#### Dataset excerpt
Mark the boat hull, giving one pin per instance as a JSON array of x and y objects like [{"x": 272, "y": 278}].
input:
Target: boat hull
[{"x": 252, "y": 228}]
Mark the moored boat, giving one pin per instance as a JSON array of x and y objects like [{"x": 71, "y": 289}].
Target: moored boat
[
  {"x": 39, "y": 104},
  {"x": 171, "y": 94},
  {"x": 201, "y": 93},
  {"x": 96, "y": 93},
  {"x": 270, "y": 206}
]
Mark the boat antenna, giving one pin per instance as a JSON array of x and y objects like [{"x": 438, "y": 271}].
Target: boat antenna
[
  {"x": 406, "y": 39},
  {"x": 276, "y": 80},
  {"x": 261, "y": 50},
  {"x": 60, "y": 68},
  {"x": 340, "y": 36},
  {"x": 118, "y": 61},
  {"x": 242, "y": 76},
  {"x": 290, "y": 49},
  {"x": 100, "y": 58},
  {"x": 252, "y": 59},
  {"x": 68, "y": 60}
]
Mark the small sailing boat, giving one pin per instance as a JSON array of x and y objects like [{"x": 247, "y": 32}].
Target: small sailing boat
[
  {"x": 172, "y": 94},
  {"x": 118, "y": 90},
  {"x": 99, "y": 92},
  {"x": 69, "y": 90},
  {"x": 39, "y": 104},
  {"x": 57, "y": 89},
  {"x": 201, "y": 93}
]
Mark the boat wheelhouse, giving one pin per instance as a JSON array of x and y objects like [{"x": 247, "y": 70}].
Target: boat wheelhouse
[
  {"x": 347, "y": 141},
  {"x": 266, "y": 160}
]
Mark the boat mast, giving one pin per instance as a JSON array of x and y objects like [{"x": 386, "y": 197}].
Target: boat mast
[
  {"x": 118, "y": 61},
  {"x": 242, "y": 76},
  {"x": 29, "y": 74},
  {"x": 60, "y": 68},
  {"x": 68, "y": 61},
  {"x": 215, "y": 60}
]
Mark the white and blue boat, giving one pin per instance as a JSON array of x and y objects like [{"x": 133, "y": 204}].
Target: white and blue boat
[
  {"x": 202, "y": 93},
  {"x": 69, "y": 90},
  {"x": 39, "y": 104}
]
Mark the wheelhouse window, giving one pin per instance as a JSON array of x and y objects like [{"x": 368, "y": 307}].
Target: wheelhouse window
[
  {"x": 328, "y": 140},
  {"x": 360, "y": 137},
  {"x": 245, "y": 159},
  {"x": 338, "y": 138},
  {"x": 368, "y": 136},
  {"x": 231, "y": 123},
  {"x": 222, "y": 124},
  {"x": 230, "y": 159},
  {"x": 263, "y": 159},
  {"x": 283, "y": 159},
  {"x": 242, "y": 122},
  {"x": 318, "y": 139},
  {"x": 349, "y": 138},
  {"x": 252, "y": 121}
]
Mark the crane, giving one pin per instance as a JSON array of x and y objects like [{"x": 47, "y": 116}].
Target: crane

#### SHORT PROBLEM
Each record should come back exactly as written.

#### PROBLEM SOLUTION
Mark the boat hull, giving one pin per instance as a JSON array of x and y objects like [{"x": 272, "y": 278}].
input:
Target: boat hull
[{"x": 252, "y": 228}]
Mark the moored boat, giving one pin per instance as a JSON array of x and y objects like [{"x": 71, "y": 289}].
Target: moored boat
[
  {"x": 39, "y": 104},
  {"x": 171, "y": 94},
  {"x": 201, "y": 93},
  {"x": 96, "y": 93},
  {"x": 270, "y": 206}
]
Mark the boat antenna, giving one pin per instance as a JSON array of x and y objects like [{"x": 438, "y": 271}].
Target: boat antenna
[
  {"x": 406, "y": 39},
  {"x": 276, "y": 80},
  {"x": 261, "y": 50},
  {"x": 60, "y": 68},
  {"x": 340, "y": 36},
  {"x": 118, "y": 61},
  {"x": 242, "y": 76},
  {"x": 290, "y": 49},
  {"x": 100, "y": 58},
  {"x": 252, "y": 59},
  {"x": 68, "y": 60}
]
Mark the small sailing boat, giving one pin per instance as a JSON array of x and y objects like [{"x": 247, "y": 32}].
Target: small sailing boat
[
  {"x": 172, "y": 94},
  {"x": 118, "y": 90},
  {"x": 99, "y": 92},
  {"x": 69, "y": 90},
  {"x": 39, "y": 104},
  {"x": 57, "y": 89},
  {"x": 201, "y": 93}
]
Mark the boat wheelhouse, giving one pin per instance as a JSON array of x and y objects like [{"x": 247, "y": 70}].
Target: boat wheelhouse
[
  {"x": 347, "y": 141},
  {"x": 266, "y": 160}
]
Mark the boat mast, giving one pin per instance as a JSON array of x and y objects like [{"x": 386, "y": 197}].
Target: boat mast
[
  {"x": 118, "y": 61},
  {"x": 242, "y": 76},
  {"x": 29, "y": 74},
  {"x": 60, "y": 68},
  {"x": 68, "y": 61},
  {"x": 215, "y": 60}
]
Mark the white and blue boat, giving one pin per instance as a JSON array of x and y objects like [{"x": 133, "y": 204}].
Target: white and blue boat
[
  {"x": 202, "y": 93},
  {"x": 69, "y": 90},
  {"x": 39, "y": 104}
]
Mark the wheelhouse window, giving one pin per instance as a JSON array of x and y objects like [{"x": 368, "y": 307}].
Target: wheelhouse window
[
  {"x": 328, "y": 140},
  {"x": 360, "y": 137},
  {"x": 245, "y": 159},
  {"x": 338, "y": 138},
  {"x": 368, "y": 136},
  {"x": 231, "y": 123},
  {"x": 222, "y": 124},
  {"x": 230, "y": 159},
  {"x": 263, "y": 159},
  {"x": 283, "y": 159},
  {"x": 242, "y": 122},
  {"x": 318, "y": 139},
  {"x": 349, "y": 138},
  {"x": 252, "y": 121}
]
Mark the crane, giving one pin per instance as a JSON array of x and y objects like [{"x": 47, "y": 116}].
Target: crane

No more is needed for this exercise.